Copy each of the records below word for word, one line per record, in the order they appear.

***** Input

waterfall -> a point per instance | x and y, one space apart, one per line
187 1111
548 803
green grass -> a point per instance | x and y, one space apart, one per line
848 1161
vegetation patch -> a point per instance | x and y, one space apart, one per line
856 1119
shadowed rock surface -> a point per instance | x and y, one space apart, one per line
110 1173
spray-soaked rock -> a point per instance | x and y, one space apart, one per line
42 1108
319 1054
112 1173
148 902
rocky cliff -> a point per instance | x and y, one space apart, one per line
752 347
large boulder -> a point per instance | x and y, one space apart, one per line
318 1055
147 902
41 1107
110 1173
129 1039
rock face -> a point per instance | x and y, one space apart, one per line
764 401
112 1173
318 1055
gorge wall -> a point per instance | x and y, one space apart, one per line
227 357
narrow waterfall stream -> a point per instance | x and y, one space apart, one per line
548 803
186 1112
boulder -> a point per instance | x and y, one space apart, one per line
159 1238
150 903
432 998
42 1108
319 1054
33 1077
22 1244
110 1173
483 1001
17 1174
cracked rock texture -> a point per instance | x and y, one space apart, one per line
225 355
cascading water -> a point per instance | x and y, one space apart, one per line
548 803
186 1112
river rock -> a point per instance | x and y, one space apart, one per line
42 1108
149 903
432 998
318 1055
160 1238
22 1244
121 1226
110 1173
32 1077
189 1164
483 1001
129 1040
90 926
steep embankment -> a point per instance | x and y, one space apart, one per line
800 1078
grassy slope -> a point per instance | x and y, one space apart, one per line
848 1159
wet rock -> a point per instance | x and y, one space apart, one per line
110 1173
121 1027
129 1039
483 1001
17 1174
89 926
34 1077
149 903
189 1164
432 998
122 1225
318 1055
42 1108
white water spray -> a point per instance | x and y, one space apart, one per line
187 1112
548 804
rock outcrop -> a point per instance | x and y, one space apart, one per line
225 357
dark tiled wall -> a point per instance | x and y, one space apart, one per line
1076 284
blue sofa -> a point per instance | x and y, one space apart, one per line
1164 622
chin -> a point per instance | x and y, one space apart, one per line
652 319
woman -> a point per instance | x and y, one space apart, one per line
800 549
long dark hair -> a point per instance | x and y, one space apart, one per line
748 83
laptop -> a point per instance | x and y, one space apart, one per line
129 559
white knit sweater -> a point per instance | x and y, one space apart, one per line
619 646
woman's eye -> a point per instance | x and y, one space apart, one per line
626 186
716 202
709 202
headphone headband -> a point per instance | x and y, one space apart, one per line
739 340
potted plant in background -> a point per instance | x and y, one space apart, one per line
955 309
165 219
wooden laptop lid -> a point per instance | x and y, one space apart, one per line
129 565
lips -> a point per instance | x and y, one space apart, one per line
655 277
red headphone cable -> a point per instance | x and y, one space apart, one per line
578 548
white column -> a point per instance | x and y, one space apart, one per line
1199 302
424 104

**********

## Answer for the task:
waterfall -> a point per instance | x and y, one space apart, one per line
187 1111
548 803
green grass -> a point per instance | x and y, one space apart, one per line
848 1161
vegetation patch -> a point per instance | x and y, one space apart, one per line
856 1119
shadowed rock surface -> a point per instance | x and y, one space apart, one per line
110 1173
spray-soaked rock -> a point per instance | x and y, one space apart, one per line
42 1108
319 1054
112 1173
148 902
rocky cliff -> a point per instance | x and y, one space apart, one per line
752 347
large boulder -> a point per instance | x and y, one space apart, one per line
318 1055
147 902
41 1107
110 1173
129 1039
rock face -> a point per instance | x and y, one space apart, one per line
764 401
112 1173
318 1055
gorge wall -> a point per instance | x and y, one space apart, one per line
227 357
narrow waterfall stream -> a point per instance | x and y, one space apart, one per line
548 803
186 1112
boulder -> a point per instance | x and y, one space apart, one per line
159 1238
150 903
432 998
42 1108
319 1054
33 1077
22 1244
110 1173
483 1001
17 1174
cracked rock texture -> a point per instance | x and y, one space apart, one per line
225 355
cascading water -> a point per instance | x and y, one space apart, one per line
548 803
186 1112
river rock -> a point per instance | x and y, one space apart, one per line
42 1108
149 903
432 998
318 1055
160 1238
22 1244
121 1226
110 1173
32 1077
189 1164
483 1001
129 1040
90 926
steep embankment -> a point per instance | x and y, one space apart, one per line
800 1078
grassy slope -> a point per instance | x and y, one space apart, one per line
848 1159
wet rock -> a point per instance | x and y, one space apart, one per line
110 1173
121 1027
129 1039
483 1001
17 1174
89 926
34 1077
149 903
189 1164
432 998
122 1225
318 1055
42 1108
white water spray -> a point per instance | x and y, one space apart, one per line
187 1112
548 804
rock outcrop -> a point per instance | x and y, one space apart, one per line
225 357
dark tiled wall -> a point per instance | x and y, one space apart, one per line
1076 284
blue sofa -> a point per instance | x and y, one space apart, one per line
1164 622
chin -> a point per instance | x and y, one space apart, one per line
652 319
woman -> a point per instance | x and y, one space apart, one per line
800 549
long dark hair -> a point per instance | x and y, one space apart, one per line
748 83
laptop -> a point per instance | x and y, one space apart, one per line
129 559
white knit sweater -> a point per instance | x and y, one space apart, one per line
619 646
woman's eye -> a point per instance | x and y, one space apart, one per line
626 186
716 202
709 202
headphone headband -> a point per instance | x and y, one space apart, one per line
739 340
potted plant in background -> a point per instance | x and y, one space apart, one per line
955 309
165 219
wooden laptop lid -> a point per instance | x and y, one space apart, one per line
129 565
lips -> a point per instance | x and y, one space apart, one per line
655 277
red headphone cable -> a point per instance | x and y, one space apart, one per line
578 548
white column -> a point per instance | x and y, one space apart, one per line
1199 302
424 104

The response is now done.